Why Do You Need To Calibrate Your Display?
The main reason is consistency. Think of a photo for a moment. If a monitor is correctly calibrated, when you look at the photo you took on the screen, it should match fairly closely to what the scene looked like when you took it.
Once you edit the photo, of course it will look different from the original, depending on the adjustments you make. However, when you come to share your image, either digitally or physically, you want to be sure that what other people see matches the image on your screen.
If you plan on printing your images, then having a correctly calibrated monitor matters a lot, so you know that the printed image will look as it does on your screen. It can be very disappointing to spend time editing an image and find out that the printed result doesn’t match what you see.
If you are selling your photos, perhaps as a wedding photographer, landscape photographer or event photographer, having print images that match how they look on screen is critical. The person buying the shot will want what they buy to match your vision.
For sharing to the web, colour management is still important, although perhaps not so much. You can’t control other people’s screens. If your screen is set up correctly, but someone else has their saturation set high, your image will appear more saturated to them. All you can do is configure things correctly on your end. If someone else has an incorrectly configured display, that is up to them to fix.
If you correctly configure your display or displays, then your image should look the same on all of them, and when you print it, it will also look the same.
For a lot of people this may not be very important. If you are a hobbyist photographer or blogger who mainly shares photos online, you may not care very much. But if you print a lot of photos or if you want to sell your photos, then monitor calibration and colour management are much more important.
I would still say that if you plan to get serious about your photography, starting out with a properly calibrated monitor is a good idea.
Colour Management Terminology
Before going into the details of how to calibrate your screen, I want to cover some terminology you will encounter in display technology and colour management.

====

WORK TO BE COMPLETED:
Summarize the text on monitor calibration in two sentences. The entries that follow have no connection to the text on monitor calibration.

====

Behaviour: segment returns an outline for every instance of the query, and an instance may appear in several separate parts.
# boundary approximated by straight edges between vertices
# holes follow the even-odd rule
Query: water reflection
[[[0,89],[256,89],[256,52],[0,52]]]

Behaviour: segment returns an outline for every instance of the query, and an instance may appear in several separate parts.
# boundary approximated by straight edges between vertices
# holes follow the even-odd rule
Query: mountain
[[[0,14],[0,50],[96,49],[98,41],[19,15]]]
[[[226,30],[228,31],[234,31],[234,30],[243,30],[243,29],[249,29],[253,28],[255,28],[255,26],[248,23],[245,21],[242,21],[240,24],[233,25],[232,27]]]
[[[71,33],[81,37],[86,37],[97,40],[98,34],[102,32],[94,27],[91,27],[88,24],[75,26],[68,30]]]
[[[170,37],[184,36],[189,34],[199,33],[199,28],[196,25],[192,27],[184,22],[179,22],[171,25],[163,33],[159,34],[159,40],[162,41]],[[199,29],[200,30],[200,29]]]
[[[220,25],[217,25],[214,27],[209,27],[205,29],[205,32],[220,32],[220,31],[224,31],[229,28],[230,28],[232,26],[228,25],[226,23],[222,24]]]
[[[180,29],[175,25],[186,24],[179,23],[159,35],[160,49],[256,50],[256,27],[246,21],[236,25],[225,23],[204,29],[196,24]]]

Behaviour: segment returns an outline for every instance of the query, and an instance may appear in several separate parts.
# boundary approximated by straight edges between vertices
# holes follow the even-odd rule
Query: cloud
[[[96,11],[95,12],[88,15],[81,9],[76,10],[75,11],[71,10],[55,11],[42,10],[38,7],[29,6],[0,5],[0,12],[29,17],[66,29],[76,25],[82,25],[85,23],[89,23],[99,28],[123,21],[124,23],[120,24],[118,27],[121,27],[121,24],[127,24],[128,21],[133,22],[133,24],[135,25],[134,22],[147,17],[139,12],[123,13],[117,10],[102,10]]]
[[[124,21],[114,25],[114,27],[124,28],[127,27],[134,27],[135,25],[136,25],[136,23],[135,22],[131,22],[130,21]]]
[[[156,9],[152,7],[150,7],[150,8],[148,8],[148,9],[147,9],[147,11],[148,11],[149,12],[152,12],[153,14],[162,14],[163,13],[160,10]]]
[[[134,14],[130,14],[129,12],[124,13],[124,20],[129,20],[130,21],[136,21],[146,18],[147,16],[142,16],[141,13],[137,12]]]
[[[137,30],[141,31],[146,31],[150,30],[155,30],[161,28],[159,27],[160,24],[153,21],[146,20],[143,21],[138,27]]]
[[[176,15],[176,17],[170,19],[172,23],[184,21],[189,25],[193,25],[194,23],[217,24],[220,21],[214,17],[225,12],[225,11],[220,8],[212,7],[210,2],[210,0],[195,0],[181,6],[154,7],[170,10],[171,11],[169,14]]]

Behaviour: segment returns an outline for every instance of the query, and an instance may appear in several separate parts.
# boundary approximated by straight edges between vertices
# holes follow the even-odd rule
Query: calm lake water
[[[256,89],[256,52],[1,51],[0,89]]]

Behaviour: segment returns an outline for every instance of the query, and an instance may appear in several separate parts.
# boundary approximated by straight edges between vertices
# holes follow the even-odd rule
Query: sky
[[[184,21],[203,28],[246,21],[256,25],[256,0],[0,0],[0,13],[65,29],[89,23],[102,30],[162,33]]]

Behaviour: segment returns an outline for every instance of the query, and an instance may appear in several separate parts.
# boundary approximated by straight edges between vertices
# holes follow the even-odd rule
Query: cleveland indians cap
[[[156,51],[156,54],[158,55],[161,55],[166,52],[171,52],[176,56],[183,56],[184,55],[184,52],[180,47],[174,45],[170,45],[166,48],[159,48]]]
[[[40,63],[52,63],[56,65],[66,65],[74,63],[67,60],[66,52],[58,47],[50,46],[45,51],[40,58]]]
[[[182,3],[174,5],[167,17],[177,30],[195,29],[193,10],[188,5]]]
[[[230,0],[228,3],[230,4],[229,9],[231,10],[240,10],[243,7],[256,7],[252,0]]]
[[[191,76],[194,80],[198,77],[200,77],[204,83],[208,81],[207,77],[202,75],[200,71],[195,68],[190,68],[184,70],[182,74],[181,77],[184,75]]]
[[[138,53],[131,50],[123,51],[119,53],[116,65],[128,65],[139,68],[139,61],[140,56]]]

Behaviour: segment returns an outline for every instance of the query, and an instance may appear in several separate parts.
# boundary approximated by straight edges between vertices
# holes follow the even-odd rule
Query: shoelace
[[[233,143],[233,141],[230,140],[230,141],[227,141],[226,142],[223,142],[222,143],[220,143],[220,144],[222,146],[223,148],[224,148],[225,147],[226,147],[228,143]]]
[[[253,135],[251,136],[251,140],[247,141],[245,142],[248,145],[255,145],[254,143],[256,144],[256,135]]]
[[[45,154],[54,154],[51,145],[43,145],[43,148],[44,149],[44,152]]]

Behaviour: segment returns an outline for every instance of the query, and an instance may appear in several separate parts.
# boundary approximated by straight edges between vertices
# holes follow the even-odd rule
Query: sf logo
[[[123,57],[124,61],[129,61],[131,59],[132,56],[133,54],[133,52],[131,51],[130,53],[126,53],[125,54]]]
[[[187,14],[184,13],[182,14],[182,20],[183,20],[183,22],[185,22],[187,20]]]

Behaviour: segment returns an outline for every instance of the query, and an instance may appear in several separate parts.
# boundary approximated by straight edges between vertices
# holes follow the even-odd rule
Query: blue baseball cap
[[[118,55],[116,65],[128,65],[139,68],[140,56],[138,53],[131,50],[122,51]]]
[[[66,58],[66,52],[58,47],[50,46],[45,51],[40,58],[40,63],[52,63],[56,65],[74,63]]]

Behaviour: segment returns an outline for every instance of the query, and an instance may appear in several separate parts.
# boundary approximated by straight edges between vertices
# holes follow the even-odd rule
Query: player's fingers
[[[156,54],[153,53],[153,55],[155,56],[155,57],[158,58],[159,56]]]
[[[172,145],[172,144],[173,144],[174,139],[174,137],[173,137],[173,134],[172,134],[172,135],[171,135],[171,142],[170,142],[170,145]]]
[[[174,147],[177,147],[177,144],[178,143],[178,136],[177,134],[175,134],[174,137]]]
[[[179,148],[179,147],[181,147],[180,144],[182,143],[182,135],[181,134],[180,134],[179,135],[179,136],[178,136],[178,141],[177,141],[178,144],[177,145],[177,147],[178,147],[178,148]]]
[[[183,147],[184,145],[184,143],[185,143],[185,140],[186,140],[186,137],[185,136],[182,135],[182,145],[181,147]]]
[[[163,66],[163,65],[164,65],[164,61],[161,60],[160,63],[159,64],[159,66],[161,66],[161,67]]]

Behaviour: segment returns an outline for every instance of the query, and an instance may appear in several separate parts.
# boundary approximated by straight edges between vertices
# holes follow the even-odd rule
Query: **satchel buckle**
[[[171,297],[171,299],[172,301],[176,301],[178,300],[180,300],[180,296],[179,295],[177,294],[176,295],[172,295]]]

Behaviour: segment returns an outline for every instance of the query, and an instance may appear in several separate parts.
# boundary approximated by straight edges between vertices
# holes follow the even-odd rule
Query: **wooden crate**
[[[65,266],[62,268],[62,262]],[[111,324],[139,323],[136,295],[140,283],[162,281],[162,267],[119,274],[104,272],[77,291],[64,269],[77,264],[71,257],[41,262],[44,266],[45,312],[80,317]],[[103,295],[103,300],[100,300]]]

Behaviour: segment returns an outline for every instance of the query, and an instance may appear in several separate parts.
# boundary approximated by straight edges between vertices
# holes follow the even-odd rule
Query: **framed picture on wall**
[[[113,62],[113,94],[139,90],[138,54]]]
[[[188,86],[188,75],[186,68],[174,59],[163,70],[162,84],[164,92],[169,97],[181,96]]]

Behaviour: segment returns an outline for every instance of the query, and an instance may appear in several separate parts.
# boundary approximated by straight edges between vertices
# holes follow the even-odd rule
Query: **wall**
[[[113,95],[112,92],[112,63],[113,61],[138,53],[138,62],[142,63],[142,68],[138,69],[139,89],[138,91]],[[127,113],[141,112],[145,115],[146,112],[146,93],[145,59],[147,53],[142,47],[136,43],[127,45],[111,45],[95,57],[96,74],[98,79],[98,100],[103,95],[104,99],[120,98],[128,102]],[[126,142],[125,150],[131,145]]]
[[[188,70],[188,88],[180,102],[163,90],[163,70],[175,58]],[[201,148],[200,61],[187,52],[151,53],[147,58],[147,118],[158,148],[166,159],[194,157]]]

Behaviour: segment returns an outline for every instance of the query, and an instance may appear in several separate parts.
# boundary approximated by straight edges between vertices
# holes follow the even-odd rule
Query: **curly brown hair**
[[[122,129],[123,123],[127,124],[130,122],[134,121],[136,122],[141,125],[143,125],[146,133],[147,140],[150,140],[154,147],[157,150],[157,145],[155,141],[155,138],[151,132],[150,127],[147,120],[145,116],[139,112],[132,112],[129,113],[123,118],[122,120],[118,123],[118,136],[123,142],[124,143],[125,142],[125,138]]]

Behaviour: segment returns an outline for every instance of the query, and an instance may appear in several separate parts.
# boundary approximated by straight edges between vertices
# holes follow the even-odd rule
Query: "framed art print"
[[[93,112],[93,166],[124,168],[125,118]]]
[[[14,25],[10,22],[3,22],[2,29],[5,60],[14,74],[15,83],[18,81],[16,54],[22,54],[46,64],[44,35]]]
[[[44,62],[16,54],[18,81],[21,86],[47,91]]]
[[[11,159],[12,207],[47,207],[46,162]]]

====

TASK RESULT:
Calibrating a display matters mainly for consistency, so that photos on screen match the original scene and what others see, especially when printing or selling images. It matters less for sharing online, since other people's screens are beyond your control, and hobbyists may not care much, but anyone planning to get serious about photography is advised to start with a properly calibrated monitor.